**WHAT IS NEEDED:**
Rewrite the stretch from the line that contains "Tag any visible dry" through the line that contains "350 289 369 370", substituting "caution tape" for "barrier tape" and leaving everything else in those lines unchanged.

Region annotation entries
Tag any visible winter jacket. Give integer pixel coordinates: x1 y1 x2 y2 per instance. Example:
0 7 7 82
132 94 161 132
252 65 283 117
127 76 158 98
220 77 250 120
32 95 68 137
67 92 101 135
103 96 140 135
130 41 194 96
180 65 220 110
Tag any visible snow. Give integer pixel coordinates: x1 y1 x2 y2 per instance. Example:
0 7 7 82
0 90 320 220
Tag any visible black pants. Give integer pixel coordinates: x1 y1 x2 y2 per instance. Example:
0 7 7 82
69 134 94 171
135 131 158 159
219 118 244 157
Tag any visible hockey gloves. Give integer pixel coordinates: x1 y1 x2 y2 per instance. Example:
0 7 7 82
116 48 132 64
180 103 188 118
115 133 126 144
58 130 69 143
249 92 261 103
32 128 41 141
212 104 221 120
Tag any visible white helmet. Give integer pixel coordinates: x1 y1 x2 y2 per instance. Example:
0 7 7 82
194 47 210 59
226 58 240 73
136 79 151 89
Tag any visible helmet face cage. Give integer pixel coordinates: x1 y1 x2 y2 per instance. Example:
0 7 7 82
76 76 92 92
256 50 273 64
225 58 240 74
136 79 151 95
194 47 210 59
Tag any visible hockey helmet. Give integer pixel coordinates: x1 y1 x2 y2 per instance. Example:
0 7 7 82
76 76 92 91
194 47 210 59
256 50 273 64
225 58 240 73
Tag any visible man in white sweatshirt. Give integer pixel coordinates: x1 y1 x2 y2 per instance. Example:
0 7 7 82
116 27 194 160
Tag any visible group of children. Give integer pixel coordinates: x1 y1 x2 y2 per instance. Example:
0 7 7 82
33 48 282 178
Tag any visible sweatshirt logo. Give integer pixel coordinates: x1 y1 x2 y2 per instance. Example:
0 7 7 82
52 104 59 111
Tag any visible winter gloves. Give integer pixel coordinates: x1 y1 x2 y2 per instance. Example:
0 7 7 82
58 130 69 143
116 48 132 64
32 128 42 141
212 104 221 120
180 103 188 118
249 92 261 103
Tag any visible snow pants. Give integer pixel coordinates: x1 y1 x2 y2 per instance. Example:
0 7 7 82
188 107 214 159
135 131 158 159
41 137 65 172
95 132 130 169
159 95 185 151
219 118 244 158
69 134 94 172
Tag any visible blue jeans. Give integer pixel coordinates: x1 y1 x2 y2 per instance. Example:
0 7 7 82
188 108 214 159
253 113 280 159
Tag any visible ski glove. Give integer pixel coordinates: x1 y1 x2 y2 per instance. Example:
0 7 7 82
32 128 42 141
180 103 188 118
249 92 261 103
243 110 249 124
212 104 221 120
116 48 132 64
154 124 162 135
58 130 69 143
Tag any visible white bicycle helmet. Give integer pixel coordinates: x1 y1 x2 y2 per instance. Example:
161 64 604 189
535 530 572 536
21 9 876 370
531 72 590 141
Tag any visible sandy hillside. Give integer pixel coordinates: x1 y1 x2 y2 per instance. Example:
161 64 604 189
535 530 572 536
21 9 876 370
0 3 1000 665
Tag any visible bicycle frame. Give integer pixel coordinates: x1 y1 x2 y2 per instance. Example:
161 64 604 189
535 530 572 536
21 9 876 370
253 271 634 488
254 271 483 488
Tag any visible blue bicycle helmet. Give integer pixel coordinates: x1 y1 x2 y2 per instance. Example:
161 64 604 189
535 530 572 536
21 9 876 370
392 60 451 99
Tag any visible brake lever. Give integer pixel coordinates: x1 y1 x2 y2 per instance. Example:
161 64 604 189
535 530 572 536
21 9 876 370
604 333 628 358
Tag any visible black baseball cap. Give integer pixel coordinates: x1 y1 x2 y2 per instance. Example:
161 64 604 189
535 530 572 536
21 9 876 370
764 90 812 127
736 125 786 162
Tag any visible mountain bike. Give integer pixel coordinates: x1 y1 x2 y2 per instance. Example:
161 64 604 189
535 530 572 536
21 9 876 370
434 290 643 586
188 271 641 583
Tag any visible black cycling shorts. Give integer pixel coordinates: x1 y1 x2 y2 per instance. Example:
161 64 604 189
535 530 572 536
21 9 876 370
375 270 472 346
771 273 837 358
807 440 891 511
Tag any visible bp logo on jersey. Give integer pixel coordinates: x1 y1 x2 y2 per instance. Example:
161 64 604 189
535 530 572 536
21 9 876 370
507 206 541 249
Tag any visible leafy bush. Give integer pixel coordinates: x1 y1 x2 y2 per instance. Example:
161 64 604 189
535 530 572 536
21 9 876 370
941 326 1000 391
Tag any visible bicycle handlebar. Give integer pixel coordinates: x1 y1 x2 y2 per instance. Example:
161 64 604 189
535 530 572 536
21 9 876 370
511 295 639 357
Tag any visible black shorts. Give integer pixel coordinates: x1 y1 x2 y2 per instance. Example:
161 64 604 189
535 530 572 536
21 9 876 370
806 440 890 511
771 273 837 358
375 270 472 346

==

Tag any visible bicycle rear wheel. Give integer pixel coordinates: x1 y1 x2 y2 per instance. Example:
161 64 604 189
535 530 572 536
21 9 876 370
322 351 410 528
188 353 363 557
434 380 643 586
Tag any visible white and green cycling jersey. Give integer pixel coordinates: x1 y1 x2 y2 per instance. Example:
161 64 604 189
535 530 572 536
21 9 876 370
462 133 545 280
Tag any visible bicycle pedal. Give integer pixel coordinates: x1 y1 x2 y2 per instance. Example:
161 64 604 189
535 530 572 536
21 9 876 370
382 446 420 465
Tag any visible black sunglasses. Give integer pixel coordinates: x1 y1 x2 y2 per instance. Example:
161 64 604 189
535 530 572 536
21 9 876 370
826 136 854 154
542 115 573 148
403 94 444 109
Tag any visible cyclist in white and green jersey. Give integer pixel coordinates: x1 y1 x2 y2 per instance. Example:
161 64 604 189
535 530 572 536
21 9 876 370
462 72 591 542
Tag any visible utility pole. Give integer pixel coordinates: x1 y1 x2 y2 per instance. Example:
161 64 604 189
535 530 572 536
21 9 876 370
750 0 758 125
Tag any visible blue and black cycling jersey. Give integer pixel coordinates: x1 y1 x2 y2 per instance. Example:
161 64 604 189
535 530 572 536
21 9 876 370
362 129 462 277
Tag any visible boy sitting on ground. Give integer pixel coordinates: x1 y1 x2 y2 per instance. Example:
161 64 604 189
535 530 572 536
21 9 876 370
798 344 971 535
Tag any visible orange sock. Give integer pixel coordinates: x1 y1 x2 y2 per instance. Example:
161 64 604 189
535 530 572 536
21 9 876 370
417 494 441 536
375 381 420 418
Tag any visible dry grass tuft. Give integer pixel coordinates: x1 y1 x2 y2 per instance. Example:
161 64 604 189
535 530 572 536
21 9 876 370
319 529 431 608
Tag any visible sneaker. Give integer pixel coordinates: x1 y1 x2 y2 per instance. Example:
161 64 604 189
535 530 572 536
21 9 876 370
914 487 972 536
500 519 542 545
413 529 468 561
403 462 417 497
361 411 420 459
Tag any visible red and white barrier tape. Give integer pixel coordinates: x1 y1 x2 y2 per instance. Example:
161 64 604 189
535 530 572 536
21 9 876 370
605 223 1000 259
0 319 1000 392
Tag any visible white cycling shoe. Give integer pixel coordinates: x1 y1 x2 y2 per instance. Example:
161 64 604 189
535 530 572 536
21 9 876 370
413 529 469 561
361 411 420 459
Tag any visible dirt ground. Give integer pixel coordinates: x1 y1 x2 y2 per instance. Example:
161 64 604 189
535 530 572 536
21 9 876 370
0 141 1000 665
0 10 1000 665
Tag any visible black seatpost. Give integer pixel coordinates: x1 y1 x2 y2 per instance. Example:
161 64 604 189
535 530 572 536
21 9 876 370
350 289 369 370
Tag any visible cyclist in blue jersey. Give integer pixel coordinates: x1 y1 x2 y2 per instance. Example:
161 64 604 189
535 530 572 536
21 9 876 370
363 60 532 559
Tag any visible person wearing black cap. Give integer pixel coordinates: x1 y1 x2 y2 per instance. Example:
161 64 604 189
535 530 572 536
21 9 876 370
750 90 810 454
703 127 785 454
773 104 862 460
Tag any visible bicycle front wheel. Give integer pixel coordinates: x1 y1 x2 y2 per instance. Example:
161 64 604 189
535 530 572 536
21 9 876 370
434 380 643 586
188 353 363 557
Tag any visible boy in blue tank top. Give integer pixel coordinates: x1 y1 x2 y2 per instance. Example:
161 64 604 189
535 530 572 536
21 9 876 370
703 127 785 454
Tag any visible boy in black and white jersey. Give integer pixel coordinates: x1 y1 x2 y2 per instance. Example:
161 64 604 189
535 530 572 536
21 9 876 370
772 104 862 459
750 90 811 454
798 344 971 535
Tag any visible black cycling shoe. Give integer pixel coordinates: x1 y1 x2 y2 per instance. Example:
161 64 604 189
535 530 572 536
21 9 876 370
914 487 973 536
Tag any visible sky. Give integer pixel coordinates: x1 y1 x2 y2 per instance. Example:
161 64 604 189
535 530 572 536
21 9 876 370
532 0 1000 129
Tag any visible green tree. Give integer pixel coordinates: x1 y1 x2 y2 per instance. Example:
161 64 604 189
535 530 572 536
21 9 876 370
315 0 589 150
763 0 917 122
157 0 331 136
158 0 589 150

**FINAL ANSWER:**
Tag any visible dry grass tuft. Give integer pixel coordinates: x1 y1 x2 y2 per instance. Example:
161 64 604 189
535 530 572 536
21 9 876 370
319 529 431 608
Tag any visible sneaker. Give integer pixel coordinates: x1 y1 x2 y2 per instance. Example:
161 64 604 189
535 530 572 536
21 9 876 370
914 487 972 536
500 519 542 545
413 529 468 561
403 462 417 497
361 411 420 459
Tag any visible red and white caution tape. Give integer pixel coordinates: x1 y1 x2 y2 per instance. Example:
161 64 604 189
535 530 572 536
21 9 876 370
605 223 1000 259
0 319 1000 392
Tag any visible white cycling shoe. Give integer pixel coordinates: x1 y1 x2 y2 per instance. Example:
161 64 604 189
535 530 572 536
21 9 876 370
413 529 469 561
361 411 420 459
Tag any visible dirt ground. Give integer pixel coordinates: x1 y1 x2 y2 per instance. Example:
161 64 604 189
535 530 572 536
21 9 876 370
0 141 1000 665
0 10 1000 665
Tag any visible black seatpost. Give integer pixel coordinates: x1 y1 x2 y2 per instance. Example:
161 64 604 189
535 530 572 536
21 9 876 370
350 289 369 370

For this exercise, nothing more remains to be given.